## Gestellte Aufgabe
Führen Sie den Text über Science-Fiction-Erzählungen aus der DDR im Anschluss an seinen letzten Satz fort.

## Seitenauszug
****************

Komisch ist die Erzählung "Immer schön abtauen" um den DDR-Durchschnittsgenossen Jochen Mazeck, der in seinem Kühlschrank ein Trio von Gnomen vorfindet, nur zu Beginn. Denn je unverschämter sich die ungebetenen Gäste gebärden, desto mehr wird Jochens Misere zum Sinnbild für einen Menschen, der sich alles gefallen lässt. Da schimmert doch so etwas wie ein gemeinsamer Nenner der 18 Geschichten in diesem Band durch: Formal herrscht eine große Bandbreite, von der Space Opera über Zeitreisen und verschwörungstheoretische Szenarien bis zur märchenhaften Parabel. Man kann sich aber des Eindrucks nicht erwehren, dass unter der Oberfläche meist noch eine zweite Bedeutungsebene liegt.

Die Steinmüllers und die Brauns

Mit Science Fiction schreibenden Ehepaaren kann man nicht unbedingt ein Kreuzfahrtschiff vollbuchen – aber die DDR hat seinerzeit gleich zwei hervorgebracht, die sehr bekannt und vor allem im Bereich kürzerer Erzählungen hochproduktiv waren. Eines davon, Johanna und Günter Braun, habe ich im Verlauf der Rundschaugeschichte immer wieder mal erwähnt. Der absurde Humor, mit dem die Brauns die Bürokratur durch den Kakao zogen, hat mich oft lauthals zum Lachen gebracht. Sie sind leider schon 2008 verstorben, und eine Neuedition ihrer Werke wäre meiner Meinung nach wirklich mal angesagt. Bis dahin empfehle ich das Stöbern in Antiquariaten, es lohnt sich!

****************

## Datenblock
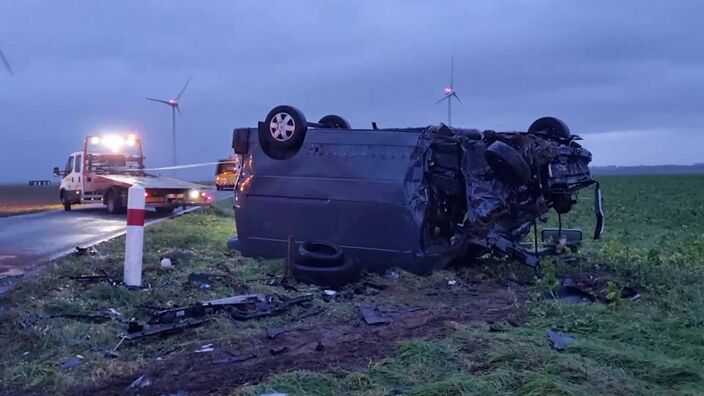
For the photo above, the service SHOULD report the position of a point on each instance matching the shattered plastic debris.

****************

## Ergebnis der Aufgabe
Das zweite Beispiel heißt Angela und Karlheinz Steinmüller, und diese beiden sind erfreulicherweise immer noch aktiv. Vom Regime wurden sie weniger behelligt als die Brauns – wohl auch, weil sie ihre Geschichten gerne in größere räumliche und zeitliche Ferne verlagerten. Was selbst dann einen gewissen Verfremdungs- und damit Schutzfaktor mit sich bringt, wenn die Plots ins Philosophische und Gesellschaftspolitische gehen. Ihr bekanntestes Werk dürfte der populäre SF-Roman "Andymon" sein, der den Aufbau einer neuen Gesellschaft auf einem Kolonialplaneten schildert. Neuausgaben des Steinmüllerschen Werks erscheinen seit vielen Jahren bei Memoranda (ursprünglich eine Reihe bei Golkonda, mittlerweile ein eigener Verlag). "Marslandschaften" ist der bereits zehnte Band.

Elektronischer Heiligenschein und Quantentelepathie

Die Erzählung "Aura" gibt einen gelungenen Auftakt ab: Vorwarnungslos wird ein kleiner Teil der Bevölkerung auf sämtlichen elektronischen Geräten mit einem schmeichelhaften Heiligenschein dargestellt. Während die Hauptfiguren vor allem rätseln, wie das technisch möglich ist, drängen sich im Hintergrund schon brisantere Fragen auf: Wer hat die Auswahl getroffen, etwa eine KI? Und nach welchen Kriterien? Und wie sollen die "Auserwählten" auf ihren Sonderstatus reagieren? Rasch schlägt das vermeintlich banale Gimmick gesellschaftliche Wellen.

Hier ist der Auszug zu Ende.